**What to do:**
1. Revise the speech on small countries and world powers below, giving the passage starting with "But Mr. President" and going on through "good of humanity." with "global powers" replaced by "major powers".
2. Extend the speech on small countries and world powers below, picking up after its final sentence.

**Source document:**
════════════════════

When disarmament and arms control cease to be the means to world
peace, and instead become the means to score political dividends,
small countries resort to their own means of self-protection. In
other words, we become part of the problem, because the solution is
neither straightforward, nor within reach.
When Darfur becomes shorthand for hopelessness, we in the small
corners of the world realize that power has become a substitute
for responsibility. The ubiquitous language of human rights cannot
compensate for political will. Genocide must be prevented, not
commemorated. Generation after generation, we find new names for man’s
appalling tolerance for what we think are inhuman machinations, new
names for the places of horror, slaughter, massacre, indiscriminate
killing of all those who have belonged to a segment, a category,
an ethnic group, a race or a religion. Nearly 100 years ago, for
Armenians it was Deir-El-Zor.
For the next generation, it was Auschwitz, then the killing fields of
the Cambodians. And most recently Rwanda. If in each of those cases,
together with genocide, these names evoked ignorance, helplessness,
wartime cover, today Darfur is synonymous with expediency, evasion
and simple inconvenience. Darfur is synonymous with shame.
My appeal, on behalf of small countries, is that the international
community tackle each of these problems in their own right, for
their own sake, and not as pieces in a global power puzzle. When
tensions among the world’s great powers grow, there is an increase in
polarization and a decrease in the effectiveness of the hard-earned
— and costly — policies of complementarity and balance of small
countries. Our own room to maneuver, to participate in global
solutions, diminishes.
But Mr. President and colleagues, let me say the obvious. We rely
on the ability of global powers to put aside their own short-term
conflicts and divergences and to recognize that their power and
influence does not make them immune to the range of problems that
afflict us. It also does not make them immune from the impact of the
failure of appropriately using that power and influence – for the
good of humanity.

════════════════════

**Data segment:**
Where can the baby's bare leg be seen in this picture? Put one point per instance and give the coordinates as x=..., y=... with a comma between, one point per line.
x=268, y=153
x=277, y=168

════════════════════

**Outputs in order:**
1.
But Mr. President and colleagues, let me say the obvious. We rely
on the ability of major powers to put aside their own short-term
conflicts and divergences and to recognize that their power and
influence does not make them immune to the range of problems that
afflict us. It also does not make them immune from the impact of the
failure of appropriately using that power and influence – for the
good of humanity.

2.
Mr. President, Last year we celebrated 16 years of Armenia’s
independence. We have weathered sea changes, and been swept up in
regional and global developments which daily affect our lives.
We can only be proud of what we’ve accomplished — an open, diversified
economy, high growth, strong financial systems; also, improved
elections, stronger public institutions, a population increasingly
aware of its rights. This makes us more determined to solve the
remaining economic ills – uneven growth, rural poverty and low wages –
and further empower people and deepen the exercise of democracy.
We’ve done all this despite a still unresolved conflict and artificial
restrictions, and in the absence of regional cooperation.
The Nagorno-Karabakh conflict is included on the agenda of this
General Assembly session under the topic of protracted conflicts. But
Mr. President any resolution that places all conflicts in one pot
is necessarily flawed. Each of these conflicts is different. The
Nagorno-Karabakh conflict doesn’t belong there. This issue should
not be discussed at the UN, because it is being negotiated in the OSCE.
First, the Nagorno-Karabakh conflict is not frozen.
We continue to negotiate and we are inching towards resolution. Second,
there is a well-developed negotiating document on the table, based
not on wishful thinking, but on the core issue and the consequential
issues. Together, they add up to a balanced solution. Third, at the
core of the process lies the issue of the right of the people of
Nagorno-Karabakh to determine their own future.
Indeed, the people of Nagorno-Karabakh don’t want anything that is
not theirs – they want a right to live in peace and security and
to determine their own future, they want to exercise the right that
every people here has exercised at some point in their history.
Mr. President, we follow very closely developments on Kosovo. We
hear the international community loud and clear, that Kosovo cannot
be a precedent or other conflicts. While we have no intention to use
Kosovo as a precedent for our conflict, since that would contradict our
own position that all conflicts are different. But at the same time,
we won’t understand or accept the reverse logic – that if Kosovo is
given independence, no other people can achieve self-determination. No
one should tell us that there is a quota on liberty and security.
Mr. President, at the end of the day, small countries awareness of
and place in global processes cannot, will not, substitute for those
with extensive resources and the political will and ability to act.
In this age of openness and inclusion, there is no room for the old
instruments of coercion and exclusion. Instead, the new instruments
of compromise and consensus are necessary to reach humanity’s enduring
goals of peace and prosperity.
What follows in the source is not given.